TASK REQUIREMENTS: Return each of the rows below verbatim, reproducing every character without change.

§ §

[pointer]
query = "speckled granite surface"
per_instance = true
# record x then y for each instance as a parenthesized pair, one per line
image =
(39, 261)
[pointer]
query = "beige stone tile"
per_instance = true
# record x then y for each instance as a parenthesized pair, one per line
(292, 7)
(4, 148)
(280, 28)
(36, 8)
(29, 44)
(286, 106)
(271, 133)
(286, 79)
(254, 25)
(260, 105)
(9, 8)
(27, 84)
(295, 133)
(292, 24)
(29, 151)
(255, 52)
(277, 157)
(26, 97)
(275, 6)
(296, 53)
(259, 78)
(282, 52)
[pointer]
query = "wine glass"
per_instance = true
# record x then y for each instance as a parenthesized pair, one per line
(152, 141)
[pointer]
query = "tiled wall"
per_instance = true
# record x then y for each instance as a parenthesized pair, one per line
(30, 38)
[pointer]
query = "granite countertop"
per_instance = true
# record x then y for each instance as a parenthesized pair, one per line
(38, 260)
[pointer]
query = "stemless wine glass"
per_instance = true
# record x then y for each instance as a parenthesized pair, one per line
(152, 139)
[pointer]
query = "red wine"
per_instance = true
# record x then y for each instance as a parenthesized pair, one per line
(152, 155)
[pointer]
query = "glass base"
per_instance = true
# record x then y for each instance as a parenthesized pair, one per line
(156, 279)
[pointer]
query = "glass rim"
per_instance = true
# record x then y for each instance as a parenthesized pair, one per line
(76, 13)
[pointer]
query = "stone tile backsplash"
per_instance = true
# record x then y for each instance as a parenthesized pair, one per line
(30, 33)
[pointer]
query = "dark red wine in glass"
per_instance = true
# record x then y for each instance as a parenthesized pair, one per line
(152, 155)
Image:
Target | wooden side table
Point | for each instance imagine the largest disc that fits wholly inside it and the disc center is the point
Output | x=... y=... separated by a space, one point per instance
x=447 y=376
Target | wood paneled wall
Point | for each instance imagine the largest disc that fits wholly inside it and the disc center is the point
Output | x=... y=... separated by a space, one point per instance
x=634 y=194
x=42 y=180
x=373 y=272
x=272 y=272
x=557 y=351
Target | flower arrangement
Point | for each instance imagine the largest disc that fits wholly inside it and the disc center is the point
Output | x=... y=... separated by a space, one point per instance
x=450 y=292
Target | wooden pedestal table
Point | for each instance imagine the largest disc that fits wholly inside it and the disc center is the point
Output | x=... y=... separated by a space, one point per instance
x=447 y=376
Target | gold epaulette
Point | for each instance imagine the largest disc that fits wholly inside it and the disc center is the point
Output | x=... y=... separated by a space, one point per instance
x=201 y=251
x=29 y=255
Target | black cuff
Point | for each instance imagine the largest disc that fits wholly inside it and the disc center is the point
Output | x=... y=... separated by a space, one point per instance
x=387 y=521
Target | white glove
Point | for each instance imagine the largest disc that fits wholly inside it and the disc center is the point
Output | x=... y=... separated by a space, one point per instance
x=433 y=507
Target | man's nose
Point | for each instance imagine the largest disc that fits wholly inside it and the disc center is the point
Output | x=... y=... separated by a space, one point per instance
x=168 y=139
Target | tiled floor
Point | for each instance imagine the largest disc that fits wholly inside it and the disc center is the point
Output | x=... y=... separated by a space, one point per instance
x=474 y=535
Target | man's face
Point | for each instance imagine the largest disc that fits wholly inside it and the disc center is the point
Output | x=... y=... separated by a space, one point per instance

§ §

WRITTEN RESPONSE:
[pointer]
query = "speckled granite surface"
per_instance = true
# record x then y for each instance as a parenthesized pair, one per line
image =
(39, 261)
[pointer]
query = "beige stone tile"
per_instance = true
# record x then y for each instance as a parenthesized pair, one per line
(292, 7)
(4, 148)
(280, 28)
(36, 8)
(29, 44)
(286, 106)
(271, 133)
(286, 79)
(254, 25)
(260, 105)
(9, 8)
(27, 84)
(295, 133)
(292, 24)
(29, 151)
(255, 52)
(277, 157)
(26, 97)
(275, 6)
(296, 53)
(259, 78)
(282, 52)
[pointer]
query = "wine glass"
per_instance = true
# record x then y for each instance as a parenthesized pair, one per line
(152, 141)
[pointer]
query = "tiled wall"
per_instance = true
# record x then y for each instance as a parenthesized pair, one per line
(30, 38)
[pointer]
query = "granite countertop"
per_instance = true
# record x then y for each instance as a parenthesized pair, one per line
(38, 260)
[pointer]
query = "stemless wine glass"
per_instance = true
# record x then y for each instance as a parenthesized pair, one per line
(152, 139)
[pointer]
query = "red wine"
per_instance = true
# record x then y for each instance as a parenthesized pair, one per line
(152, 155)
[pointer]
query = "glass base"
per_instance = true
# record x then y for each instance as a parenthesized pair, one per line
(156, 279)
[pointer]
query = "glass rim"
per_instance = true
# record x then y for each instance as a parenthesized pair, one per line
(76, 13)
[pointer]
query = "stone tile backsplash"
per_instance = true
# record x then y for each instance as a parenthesized pair, one per line
(30, 33)
[pointer]
query = "dark red wine in glass"
per_instance = true
# record x then y for each instance as a parenthesized pair, one per line
(152, 155)
Image:
Target | wooden side table
Point | for each instance imagine the largest disc that fits wholly inside it and the disc center is the point
Output | x=... y=... separated by a space, one point per instance
x=447 y=376
Target | wood paneled wall
Point | for each instance imagine the largest disc that fits wholly inside it and the disc center is the point
Output | x=... y=... separated by a space, one point per instance
x=634 y=194
x=42 y=180
x=373 y=272
x=272 y=272
x=557 y=351
Target | flower arrangement
Point | for each instance imagine the largest disc that fits wholly inside it and the disc center is the point
Output | x=... y=... separated by a space, one point per instance
x=450 y=292
Target | wooden pedestal table
Point | for each instance imagine the largest disc that fits wholly inside it and the disc center is the point
Output | x=... y=... separated by a space, one point per instance
x=447 y=376
Target | gold epaulette
Point | for each instance imagine the largest disc that fits wholly inside it and the disc center is the point
Output | x=... y=... separated by a space, one point per instance
x=201 y=251
x=29 y=255
Target | black cuff
Point | for each instance imagine the largest disc that fits wholly inside it and the disc center is the point
Output | x=... y=... separated by a space, one point per instance
x=387 y=521
Target | white glove
Point | for each instance imagine the largest disc that fits wholly inside it and the disc center is the point
Output | x=... y=... separated by a space, one point per instance
x=433 y=507
Target | man's nose
Point | for each instance imagine the largest disc that fits wholly inside it and the disc center is the point
Output | x=... y=... separated by a space, one point per instance
x=168 y=139
Target | tiled floor
Point | for each instance imagine the largest disc that fits wholly inside it and the disc center is the point
Output | x=... y=... separated by a space, one point per instance
x=474 y=535
Target | man's face
Point | for each instance imagine the largest disc that fits wholly inside it and the disc center is the point
Output | x=... y=... separated by a space, one point per instance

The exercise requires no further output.